* [DIRECTION]
Please reproduce each of the records below word for word, keeping every line unchanged.

* [Point labeling records]
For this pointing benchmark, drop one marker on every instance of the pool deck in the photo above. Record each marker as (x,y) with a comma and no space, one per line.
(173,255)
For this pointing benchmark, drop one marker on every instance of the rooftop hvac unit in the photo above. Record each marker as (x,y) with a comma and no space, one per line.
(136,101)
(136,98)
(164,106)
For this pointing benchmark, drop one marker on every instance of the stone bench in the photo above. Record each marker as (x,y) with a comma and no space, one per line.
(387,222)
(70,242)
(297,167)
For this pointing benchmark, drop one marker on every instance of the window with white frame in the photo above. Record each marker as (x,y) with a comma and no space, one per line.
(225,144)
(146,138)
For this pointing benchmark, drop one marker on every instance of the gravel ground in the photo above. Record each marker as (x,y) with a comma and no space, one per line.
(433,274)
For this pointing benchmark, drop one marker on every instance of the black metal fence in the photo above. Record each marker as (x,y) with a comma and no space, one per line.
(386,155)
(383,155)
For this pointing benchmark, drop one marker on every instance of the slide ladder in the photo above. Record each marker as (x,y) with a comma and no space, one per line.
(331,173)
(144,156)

* [EXERCISE ANSWER]
For this pointing benchmark, drop one marker on every instance of the pool deck in the photo above. Record each marker as (x,y) with a comma and no space, one per line.
(173,255)
For this pointing benchmark, drop one marker on every instance of the rooftop hvac unit in the photo above. Record each marker as (x,y) with a comma and no space, one per line.
(136,101)
(136,98)
(164,106)
For this pointing benchmark, drop one marker on every instance of the stone bench in the photo above. Record each marker as (x,y) with a comma and no space, one per line.
(387,222)
(70,242)
(297,167)
For this pointing benchmark, drop one marker on every instance of the window with white frame in the photo above. Record each marker as (x,y) with a comma and no space, one per line.
(225,144)
(146,138)
For this pointing benchmark, drop one marker on every instance of the gravel ground in the photo above. Record each marker as (x,y) with a comma and no space, one per line.
(433,274)
For this pointing benchmark, drop one marker on every instance of the black metal fence in the photo above. Record each marker as (x,y) with a comma and no space, one per line.
(386,155)
(383,155)
For this pointing benchmark, drop one marker on every instance of the slide ladder in the photo above. Record each marker as (x,y) with a comma and no space, one per line.
(331,173)
(144,156)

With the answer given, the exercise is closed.